_WORK TASK_. Write out the whole listing again, exactly as given.

►

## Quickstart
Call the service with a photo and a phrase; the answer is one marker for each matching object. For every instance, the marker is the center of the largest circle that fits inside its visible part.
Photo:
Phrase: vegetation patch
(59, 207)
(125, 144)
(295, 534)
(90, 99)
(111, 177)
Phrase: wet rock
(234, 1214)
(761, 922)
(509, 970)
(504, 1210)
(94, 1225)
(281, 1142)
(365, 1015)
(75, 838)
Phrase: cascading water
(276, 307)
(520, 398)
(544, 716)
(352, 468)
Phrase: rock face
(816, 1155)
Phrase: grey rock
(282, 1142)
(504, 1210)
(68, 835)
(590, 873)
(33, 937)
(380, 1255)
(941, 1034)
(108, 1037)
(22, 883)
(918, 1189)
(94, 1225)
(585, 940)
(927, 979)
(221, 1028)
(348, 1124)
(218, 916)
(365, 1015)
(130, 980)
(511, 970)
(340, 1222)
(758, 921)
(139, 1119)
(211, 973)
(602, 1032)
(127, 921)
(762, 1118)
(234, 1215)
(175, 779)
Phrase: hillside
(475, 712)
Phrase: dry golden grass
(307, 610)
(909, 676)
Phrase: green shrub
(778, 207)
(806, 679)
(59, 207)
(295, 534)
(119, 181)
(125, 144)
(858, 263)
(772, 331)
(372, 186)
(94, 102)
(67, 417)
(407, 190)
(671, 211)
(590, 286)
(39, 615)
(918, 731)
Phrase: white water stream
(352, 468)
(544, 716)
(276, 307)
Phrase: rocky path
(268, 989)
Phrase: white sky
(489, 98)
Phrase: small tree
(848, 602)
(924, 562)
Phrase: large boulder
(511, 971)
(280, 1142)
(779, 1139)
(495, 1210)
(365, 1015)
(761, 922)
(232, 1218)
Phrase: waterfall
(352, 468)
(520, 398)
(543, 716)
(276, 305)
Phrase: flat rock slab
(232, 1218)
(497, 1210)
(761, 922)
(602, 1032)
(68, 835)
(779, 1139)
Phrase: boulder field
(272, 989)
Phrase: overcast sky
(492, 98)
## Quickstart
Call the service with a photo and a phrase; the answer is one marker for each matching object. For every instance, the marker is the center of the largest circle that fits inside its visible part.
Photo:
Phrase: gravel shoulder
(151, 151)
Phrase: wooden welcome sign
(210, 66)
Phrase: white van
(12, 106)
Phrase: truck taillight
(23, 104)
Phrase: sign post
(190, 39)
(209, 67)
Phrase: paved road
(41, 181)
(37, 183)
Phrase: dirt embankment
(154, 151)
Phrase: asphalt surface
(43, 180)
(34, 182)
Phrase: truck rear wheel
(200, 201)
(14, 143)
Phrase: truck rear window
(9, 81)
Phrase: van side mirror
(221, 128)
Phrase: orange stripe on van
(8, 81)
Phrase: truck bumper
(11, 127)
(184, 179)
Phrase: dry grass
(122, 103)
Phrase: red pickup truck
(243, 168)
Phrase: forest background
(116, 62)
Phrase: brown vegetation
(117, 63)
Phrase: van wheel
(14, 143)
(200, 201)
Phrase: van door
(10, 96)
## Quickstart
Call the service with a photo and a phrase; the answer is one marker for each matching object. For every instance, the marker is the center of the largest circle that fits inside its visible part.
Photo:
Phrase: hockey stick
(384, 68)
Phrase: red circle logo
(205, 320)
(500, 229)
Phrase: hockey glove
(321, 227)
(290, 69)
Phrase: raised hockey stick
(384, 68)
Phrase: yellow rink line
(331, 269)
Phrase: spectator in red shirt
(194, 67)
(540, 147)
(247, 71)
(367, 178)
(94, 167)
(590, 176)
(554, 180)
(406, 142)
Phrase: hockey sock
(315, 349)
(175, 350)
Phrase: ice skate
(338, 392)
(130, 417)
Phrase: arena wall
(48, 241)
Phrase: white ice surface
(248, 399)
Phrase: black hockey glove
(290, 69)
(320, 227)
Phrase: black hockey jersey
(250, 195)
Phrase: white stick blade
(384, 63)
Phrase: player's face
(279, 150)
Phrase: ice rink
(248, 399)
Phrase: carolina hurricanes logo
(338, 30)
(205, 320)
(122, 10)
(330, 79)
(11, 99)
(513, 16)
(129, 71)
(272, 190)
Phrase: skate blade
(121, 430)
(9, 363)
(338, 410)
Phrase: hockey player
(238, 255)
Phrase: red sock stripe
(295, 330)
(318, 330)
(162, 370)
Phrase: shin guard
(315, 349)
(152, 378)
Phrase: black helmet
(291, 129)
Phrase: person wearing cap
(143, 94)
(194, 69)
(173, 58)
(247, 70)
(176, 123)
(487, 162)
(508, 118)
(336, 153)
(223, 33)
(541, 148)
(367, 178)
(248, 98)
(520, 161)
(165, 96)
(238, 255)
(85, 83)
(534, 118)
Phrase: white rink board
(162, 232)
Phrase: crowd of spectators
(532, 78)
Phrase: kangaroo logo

◄

_SOLUTION_.
## Quickstart
Call the service with a photo and a phrase; the answer is one marker for each matching object. For every instance, the marker is the center of the largest circle that fits inside its visible part.
Photo:
Phrase: vegetation patch
(59, 207)
(125, 144)
(295, 534)
(90, 99)
(111, 177)
Phrase: wet rock
(234, 1214)
(761, 922)
(509, 970)
(504, 1210)
(94, 1225)
(281, 1142)
(365, 1015)
(75, 838)
Phrase: cascading water
(276, 307)
(520, 398)
(544, 716)
(352, 468)
Phrase: rock face
(816, 1155)
Phrase: grey rock
(282, 1142)
(504, 1210)
(68, 835)
(590, 873)
(33, 937)
(380, 1255)
(941, 1034)
(108, 1037)
(22, 883)
(918, 1189)
(94, 1225)
(585, 940)
(927, 979)
(221, 1028)
(348, 1124)
(218, 916)
(365, 1015)
(130, 980)
(511, 970)
(340, 1222)
(758, 921)
(139, 1119)
(211, 973)
(602, 1032)
(127, 921)
(762, 1118)
(234, 1215)
(175, 779)
Phrase: hillside
(475, 712)
Phrase: dry golden grass
(307, 610)
(909, 676)
Phrase: green shrub
(778, 207)
(806, 679)
(59, 207)
(295, 534)
(119, 181)
(125, 144)
(858, 263)
(772, 331)
(372, 186)
(94, 102)
(67, 417)
(407, 190)
(671, 211)
(590, 286)
(39, 615)
(918, 731)
Phrase: white water stream
(352, 468)
(544, 716)
(276, 307)
Phrase: rocky path
(268, 989)
Phrase: white sky
(489, 98)
Phrase: small tree
(848, 602)
(924, 562)
Phrase: large boulder
(511, 971)
(280, 1142)
(779, 1139)
(495, 1210)
(365, 1015)
(761, 922)
(232, 1218)
Phrase: waterfall
(352, 468)
(520, 398)
(543, 716)
(276, 305)
Phrase: flat rock slab
(232, 1218)
(497, 1210)
(761, 922)
(602, 1032)
(68, 835)
(779, 1139)
Phrase: boulder field
(272, 989)
Phrase: overcast sky
(492, 98)
## Quickstart
Call the service with a photo and a phrase; the answer is one marker for each matching object. For every instance, the marker is the center of the largest circle that fits inside its visible part.
Photo:
Phrase: gravel shoulder
(151, 151)
Phrase: wooden welcome sign
(210, 66)
Phrase: white van
(12, 106)
Phrase: truck taillight
(23, 104)
Phrase: sign post
(190, 39)
(209, 67)
Phrase: paved road
(41, 181)
(37, 183)
Phrase: dirt embankment
(154, 151)
Phrase: asphalt surface
(43, 180)
(34, 182)
Phrase: truck rear wheel
(200, 201)
(14, 143)
Phrase: truck rear window
(9, 81)
Phrase: van side mirror
(221, 128)
Phrase: orange stripe on van
(8, 81)
Phrase: truck bumper
(11, 127)
(184, 179)
Phrase: dry grass
(122, 103)
Phrase: red pickup truck
(243, 168)
Phrase: forest background
(116, 62)
Phrase: brown vegetation
(117, 63)
Phrase: van wheel
(14, 143)
(200, 201)
Phrase: van door
(10, 96)
## Quickstart
Call the service with a photo and a phrase; the answer is one marker for each matching object. For every instance, the marker is the center of the largest circle that fits inside its visible part.
Photo:
Phrase: hockey stick
(384, 68)
Phrase: red circle logo
(205, 320)
(500, 229)
Phrase: hockey glove
(321, 227)
(290, 69)
Phrase: raised hockey stick
(384, 68)
Phrase: yellow rink line
(331, 269)
Phrase: spectator in red shirt
(194, 67)
(540, 147)
(247, 71)
(367, 178)
(94, 167)
(590, 176)
(554, 180)
(406, 142)
Phrase: hockey sock
(315, 349)
(175, 350)
Phrase: ice skate
(338, 392)
(130, 417)
Phrase: arena wall
(48, 241)
Phrase: white ice surface
(248, 399)
Phrase: black hockey glove
(290, 69)
(320, 227)
Phrase: black hockey jersey
(250, 195)
Phrase: white stick blade
(384, 63)
Phrase: player's face
(279, 150)
Phrase: ice rink
(248, 399)
Phrase: carolina hurricanes logo
(338, 30)
(205, 320)
(122, 10)
(330, 79)
(11, 99)
(513, 16)
(129, 71)
(272, 190)
Phrase: skate blade
(121, 430)
(9, 363)
(338, 410)
Phrase: hockey player
(238, 255)
Phrase: red sock stripe
(295, 330)
(318, 330)
(162, 370)
Phrase: shin guard
(315, 349)
(152, 378)
Phrase: black helmet
(291, 129)
Phrase: person wearing cap
(143, 94)
(194, 69)
(173, 58)
(247, 70)
(176, 123)
(487, 162)
(508, 118)
(336, 153)
(223, 33)
(541, 148)
(367, 178)
(248, 98)
(520, 161)
(165, 96)
(238, 255)
(85, 83)
(534, 118)
Phrase: white rink board
(162, 232)
Phrase: crowd of spectators
(532, 78)
Phrase: kangaroo logo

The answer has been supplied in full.